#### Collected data
=======
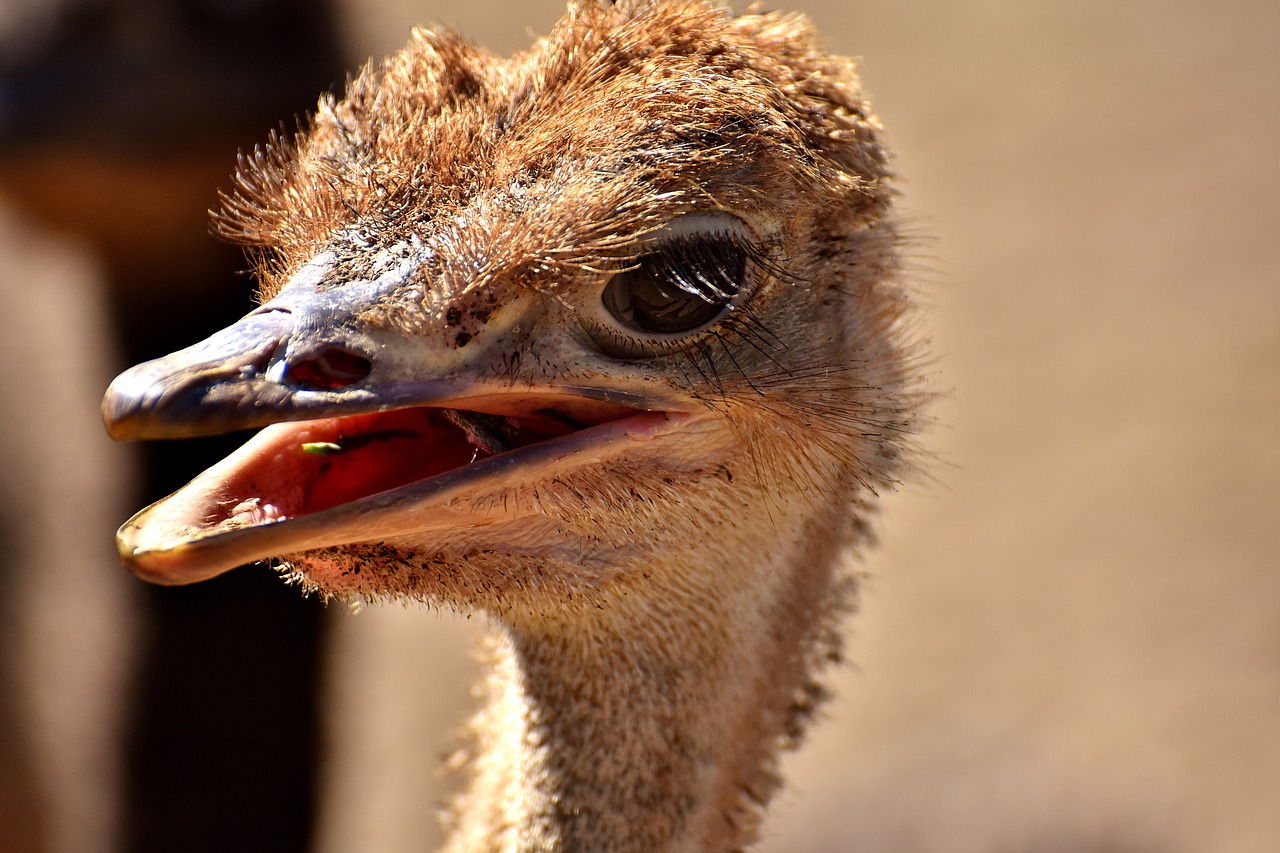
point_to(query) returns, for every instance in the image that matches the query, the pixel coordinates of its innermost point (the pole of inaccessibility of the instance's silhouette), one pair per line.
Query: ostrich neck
(654, 725)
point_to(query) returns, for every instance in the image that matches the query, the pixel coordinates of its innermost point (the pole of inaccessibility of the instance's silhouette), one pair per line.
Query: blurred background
(1070, 641)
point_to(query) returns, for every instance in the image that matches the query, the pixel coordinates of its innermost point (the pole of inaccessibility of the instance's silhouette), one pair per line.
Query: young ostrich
(603, 341)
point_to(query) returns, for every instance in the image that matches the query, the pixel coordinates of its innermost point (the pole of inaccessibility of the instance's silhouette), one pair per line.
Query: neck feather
(654, 724)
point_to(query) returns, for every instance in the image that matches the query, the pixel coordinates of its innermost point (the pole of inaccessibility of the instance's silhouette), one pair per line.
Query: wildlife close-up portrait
(639, 425)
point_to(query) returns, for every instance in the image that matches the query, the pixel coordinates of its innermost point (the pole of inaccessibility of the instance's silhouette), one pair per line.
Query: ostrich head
(612, 319)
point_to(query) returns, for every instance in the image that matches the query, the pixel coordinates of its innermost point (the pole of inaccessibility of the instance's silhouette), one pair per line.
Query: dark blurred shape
(118, 123)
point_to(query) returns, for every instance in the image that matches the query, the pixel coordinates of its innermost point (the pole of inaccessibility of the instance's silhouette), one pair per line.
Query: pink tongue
(378, 452)
(384, 451)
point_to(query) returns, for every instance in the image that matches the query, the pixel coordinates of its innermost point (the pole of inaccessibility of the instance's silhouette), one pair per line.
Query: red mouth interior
(318, 465)
(369, 454)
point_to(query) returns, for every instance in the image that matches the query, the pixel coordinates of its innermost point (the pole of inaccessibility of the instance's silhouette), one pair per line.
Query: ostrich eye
(685, 283)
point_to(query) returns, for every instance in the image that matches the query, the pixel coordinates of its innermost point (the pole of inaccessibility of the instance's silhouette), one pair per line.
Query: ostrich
(604, 341)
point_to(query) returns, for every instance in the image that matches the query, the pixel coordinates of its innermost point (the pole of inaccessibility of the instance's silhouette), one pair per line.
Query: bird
(608, 342)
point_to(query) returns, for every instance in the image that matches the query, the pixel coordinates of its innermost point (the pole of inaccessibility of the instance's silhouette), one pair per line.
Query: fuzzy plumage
(664, 598)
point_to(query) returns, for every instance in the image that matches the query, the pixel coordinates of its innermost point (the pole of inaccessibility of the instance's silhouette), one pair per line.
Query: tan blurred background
(1072, 638)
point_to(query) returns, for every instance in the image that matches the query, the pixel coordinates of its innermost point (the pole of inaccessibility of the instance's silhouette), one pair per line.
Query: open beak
(360, 443)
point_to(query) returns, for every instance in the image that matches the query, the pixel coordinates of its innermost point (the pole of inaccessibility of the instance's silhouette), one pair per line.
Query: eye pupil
(679, 288)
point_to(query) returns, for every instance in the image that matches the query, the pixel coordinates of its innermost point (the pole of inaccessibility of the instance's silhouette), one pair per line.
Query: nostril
(329, 369)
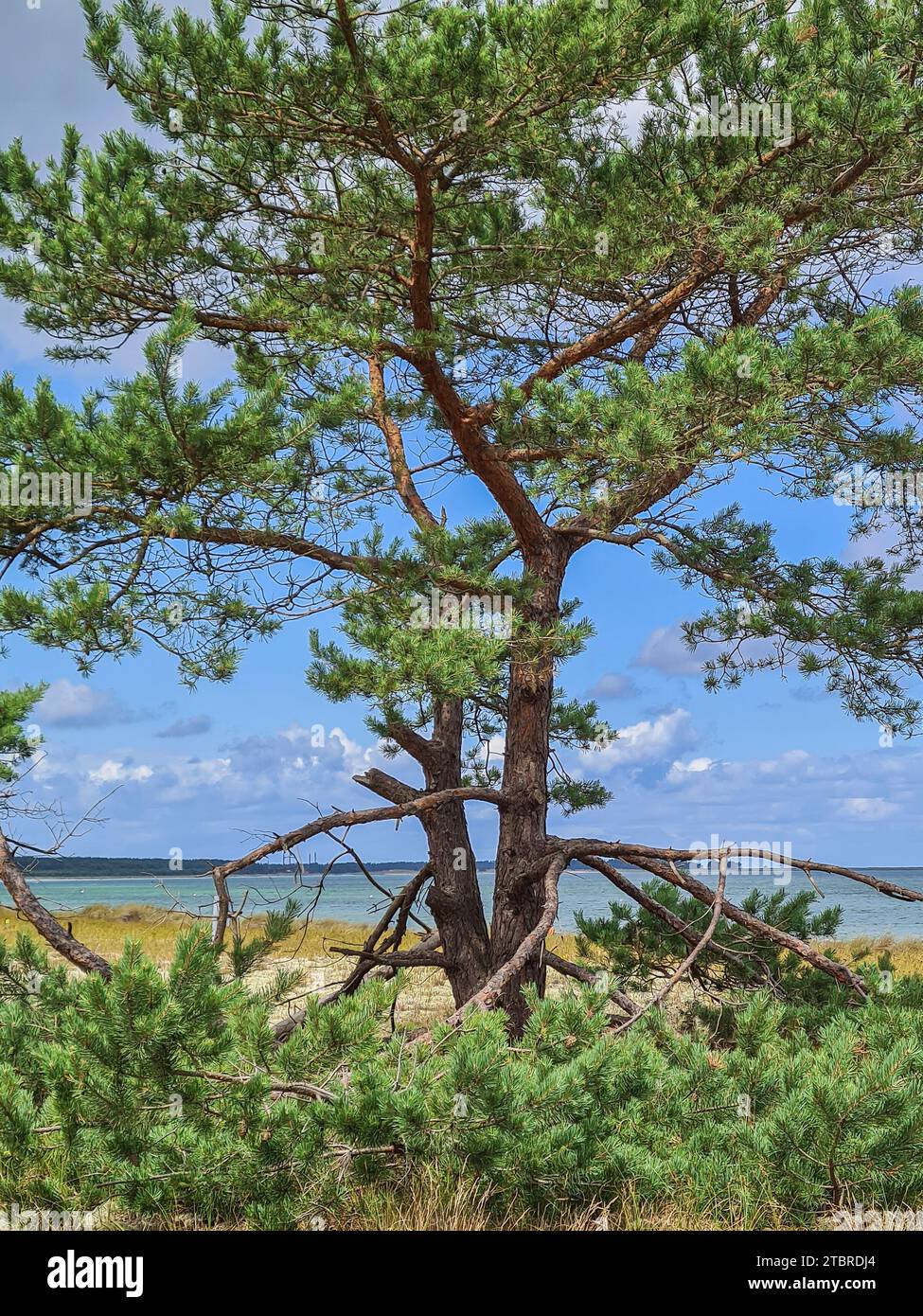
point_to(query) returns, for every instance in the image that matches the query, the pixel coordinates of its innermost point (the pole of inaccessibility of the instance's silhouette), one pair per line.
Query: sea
(349, 897)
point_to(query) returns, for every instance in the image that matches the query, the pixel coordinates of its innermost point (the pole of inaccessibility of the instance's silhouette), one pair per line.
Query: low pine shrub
(165, 1097)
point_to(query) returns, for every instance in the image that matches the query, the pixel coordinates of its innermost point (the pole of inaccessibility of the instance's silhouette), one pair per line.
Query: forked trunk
(454, 897)
(518, 894)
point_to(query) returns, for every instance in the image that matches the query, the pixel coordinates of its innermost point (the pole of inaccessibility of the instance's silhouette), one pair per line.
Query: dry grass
(310, 951)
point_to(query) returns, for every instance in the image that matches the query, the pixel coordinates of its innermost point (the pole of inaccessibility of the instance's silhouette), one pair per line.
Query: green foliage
(108, 1096)
(454, 191)
(14, 744)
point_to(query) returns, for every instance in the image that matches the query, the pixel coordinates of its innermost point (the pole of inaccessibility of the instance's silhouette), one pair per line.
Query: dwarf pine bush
(162, 1096)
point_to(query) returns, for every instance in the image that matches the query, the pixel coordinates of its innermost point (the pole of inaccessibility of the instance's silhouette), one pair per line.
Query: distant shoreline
(86, 867)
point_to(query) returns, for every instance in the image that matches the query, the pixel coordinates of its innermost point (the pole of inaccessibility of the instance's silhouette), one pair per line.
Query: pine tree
(437, 253)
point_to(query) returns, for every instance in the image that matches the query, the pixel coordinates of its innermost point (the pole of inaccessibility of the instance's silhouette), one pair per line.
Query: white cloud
(680, 770)
(112, 772)
(69, 702)
(866, 809)
(649, 741)
(666, 650)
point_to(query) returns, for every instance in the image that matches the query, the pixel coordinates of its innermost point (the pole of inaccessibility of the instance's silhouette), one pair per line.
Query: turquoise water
(350, 898)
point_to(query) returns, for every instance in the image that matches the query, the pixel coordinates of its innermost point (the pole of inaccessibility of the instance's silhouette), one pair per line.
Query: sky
(214, 770)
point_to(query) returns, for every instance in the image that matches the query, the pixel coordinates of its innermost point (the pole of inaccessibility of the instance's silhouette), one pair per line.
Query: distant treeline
(87, 866)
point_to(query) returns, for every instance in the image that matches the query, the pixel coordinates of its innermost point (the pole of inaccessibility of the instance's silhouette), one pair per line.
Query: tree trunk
(519, 893)
(454, 897)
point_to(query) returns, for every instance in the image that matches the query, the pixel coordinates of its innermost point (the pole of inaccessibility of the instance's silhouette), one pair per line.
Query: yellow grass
(310, 951)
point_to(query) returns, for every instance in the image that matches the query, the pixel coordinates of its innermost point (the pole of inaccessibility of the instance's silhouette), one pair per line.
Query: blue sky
(207, 772)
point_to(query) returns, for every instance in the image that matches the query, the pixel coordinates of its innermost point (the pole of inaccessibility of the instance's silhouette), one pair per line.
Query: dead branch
(660, 996)
(486, 998)
(661, 863)
(43, 921)
(670, 918)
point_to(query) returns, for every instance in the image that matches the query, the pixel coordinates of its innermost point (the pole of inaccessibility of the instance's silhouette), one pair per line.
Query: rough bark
(454, 897)
(518, 894)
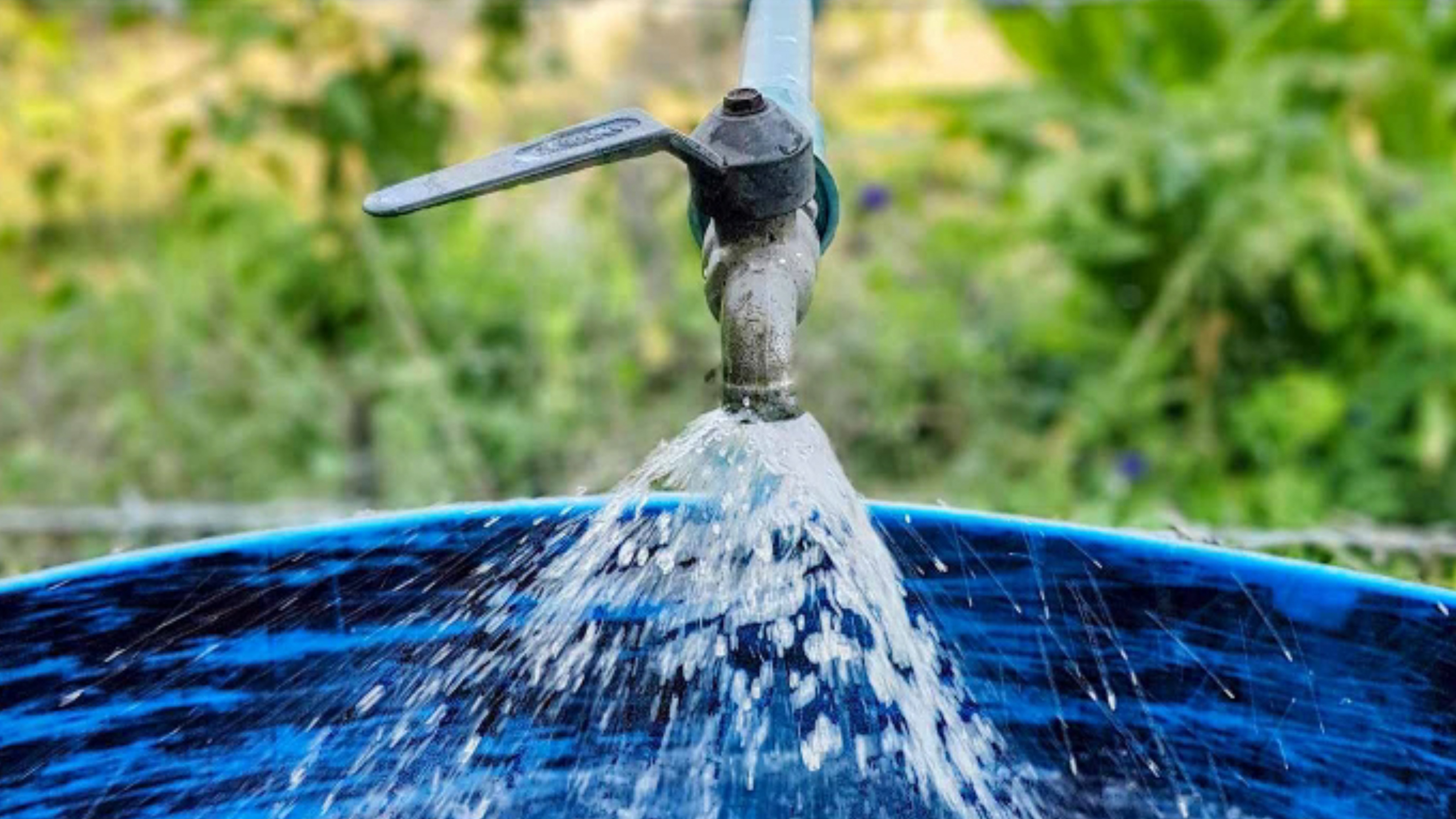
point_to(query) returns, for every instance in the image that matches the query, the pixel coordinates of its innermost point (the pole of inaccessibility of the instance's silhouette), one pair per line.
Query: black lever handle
(622, 135)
=======
Copy out each line of the records that contains the word "ostrich". Case counts, so uppercase and lowercase letters don't match each other.

Query: ostrich neck
Query: young ostrich
Query: ostrich head
Query: ostrich eye
Query: ostrich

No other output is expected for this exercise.